Uma transição energética pode ser verdadeiramente “justa” na América Latina quando milhões de pessoas ainda não têm acesso a serviços básicos de abastecimento de energia? 

Essa foi uma das questões pelas quais eu e minhas colegas Lira Luz Benites Lázaro e Sigrid de Aquino Neiva decidimos editar o livro Energy Poverty, Justice and Gender in Latin America (“Pobreza energética, justiça e gênero na América Latina”, sem edição em português).

A obra gira em torno de três eixos principais: o problema multidimensional da pobreza energética; as contradições entre os impactos e os benefícios da justiça energética; e as conexões entre pobreza energética, justiça e desigualdades de gênero. Ao longo de 14 capítulos escritos por 35 autores, buscamos oferecer uma análise crítica das desigualdades energéticas na região, destacando os limites das atuais políticas públicas e a urgência de estabelecer um novo papel para a América Latina nos debates globais sobre energia e justiça.

Embora a Agência Internacional de Energia estime que 97% da população da América Latina e do Caribe tenha acesso à eletricidade, esse número esconde uma realidade muito mais complexa.

Quase 17 milhões de pessoas na região, principalmente em áreas rurais e comunidades indígenas, ainda não têm acesso formal à eletricidade. Já para aqueles que estão conectados à rede, o acesso muitas vezes é precário, com apagões, tarifas abusivas e uma forte dependência de fontes poluentes. Na Bolívia e no Peru, por exemplo, o custo da eletricidade para as famílias mais pobres pode representar até 20% de sua renda mensal

Além disso, cerca de 75 milhões de latino-americanos e caribenhos ainda cozinham com biomassa — ou seja, 11% da população. Isso traz sérios riscos à saúde, com um efeito desproporcional sobre mulheres e crianças. Enquanto alguns países já se aproximam do acesso universal a fontes de energia mais seguras para cozinhar, outros têm grande parte de sua população dependentes de lenha, carvão e outras formas de biomassa: nesse grupo, estão Haiti (95%), Honduras (50%), Guatemala (50%), México (15%), Peru (15%) e Bolívia (12%).

________

__A fazer__:
Retome o texto sobre pobreza energética na América Latina logo após a última frase e dê continuidade a ele.

__Extrato de dados__:
________

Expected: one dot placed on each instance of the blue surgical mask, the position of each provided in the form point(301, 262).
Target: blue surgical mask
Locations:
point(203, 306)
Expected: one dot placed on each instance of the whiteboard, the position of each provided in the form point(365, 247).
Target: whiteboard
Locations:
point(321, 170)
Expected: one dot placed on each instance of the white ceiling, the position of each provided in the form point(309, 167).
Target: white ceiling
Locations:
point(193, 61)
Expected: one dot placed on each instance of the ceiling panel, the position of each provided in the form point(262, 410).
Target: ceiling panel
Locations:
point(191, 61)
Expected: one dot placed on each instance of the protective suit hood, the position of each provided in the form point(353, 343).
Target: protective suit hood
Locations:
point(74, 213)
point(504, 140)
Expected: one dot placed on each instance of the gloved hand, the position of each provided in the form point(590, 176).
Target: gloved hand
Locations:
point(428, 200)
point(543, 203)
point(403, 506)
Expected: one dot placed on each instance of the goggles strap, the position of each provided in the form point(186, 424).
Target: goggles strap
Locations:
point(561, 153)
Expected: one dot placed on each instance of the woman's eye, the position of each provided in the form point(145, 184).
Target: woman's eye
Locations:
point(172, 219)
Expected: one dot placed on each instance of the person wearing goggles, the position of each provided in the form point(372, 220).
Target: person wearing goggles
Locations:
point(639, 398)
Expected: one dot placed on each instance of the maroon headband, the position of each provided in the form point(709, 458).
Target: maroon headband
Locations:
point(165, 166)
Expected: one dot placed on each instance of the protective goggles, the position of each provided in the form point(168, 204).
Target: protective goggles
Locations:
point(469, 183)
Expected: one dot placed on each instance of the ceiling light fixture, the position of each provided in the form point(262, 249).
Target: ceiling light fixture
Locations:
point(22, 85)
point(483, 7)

________

__Resposta à tarefa__:
Na nossa visão, a pobreza energética não se resolve apenas com investimentos em infraestrutura; trata-se do reflexo das desigualdades estruturais de nossas sociedades.

Ao longo das pesquisas reunidas no livro, descobrimos que, na América Latina, as mulheres de áreas rurais são as que mais sofrem com as consequências da pobreza energética: elas passam horas coletando lenha, enfrentam os efeitos da poluição em casa e correm maiores riscos de violência em espaços sem iluminação adequada. A relação entre energia e gênero é inegável: quando a energia é escassa, as desigualdades se aprofundam.

O discurso dominante sobre a transição energética na região tem sido fortemente influenciado pela agenda do Norte Global e pelos interesses de grandes corporações. As energias renováveis vêm sendo promovidas, mas pouco se questiona quem se beneficia com esses investimentos. No Brasil e México, por exemplo, projetos eólicos geram tensões com comunidades locais. No caso da exploração do lítio em países como Argentina, Chile e Bolívia, a extração responde essencialmente à demanda dos mercados internacionais e de multinacionais que buscam fortalecer suas cadeias produtivas. Trata-se de uma atividade sem uma estratégia regional de desenvolvimento sustentável nem geração de empregos de qualidade.

Reverter essa tendência exige articular as transições energéticas na América Latina a políticas industriais que incentivem a produção local de tecnologias, o fortalecimento das capacidades nacionais e a criação de empregos qualificados. É isso que está em jogo na atual guerra tarifária dos Estados Unidos sob o comando de Donald Trump, que tem a China como principal alvo, mas também ameaça o comércio e a soberania de Brasil, Panamá, México e outros países da região. De fato, sem uma visão independente de desenvolvimento produtivo, a transição verde corre o risco de perpetuar a dependência tecnológica e econômica no Sul Global.

Carpinteiro trabalha em uma oficina na cidade de Guapí, oeste da Colômbia
Carpinteiro trabalha em uma oficina na cidade de Guapí, oeste da Colômbia. Quase 17 milhões de pessoas na América Latina e no Caribe vivem sem acesso regular à rede elétrica, sobretudo em comunidades rurais e indígenas (Imagem: Joel Gonzalez / Presidencia de la República de Colombia, PDM)

A América Latina precisa construir uma agenda energética que desafie essa lógica e aprofunde o debate sobre justiça energética. Isso significa não apenas garantir o acesso universal à energia, mas também repensar a governança do setor. A academia tem um papel fundamental nesse processo: a ciência deve identificar os mecanismos de exclusão, visibilizar seus efeitos e propor alternativas.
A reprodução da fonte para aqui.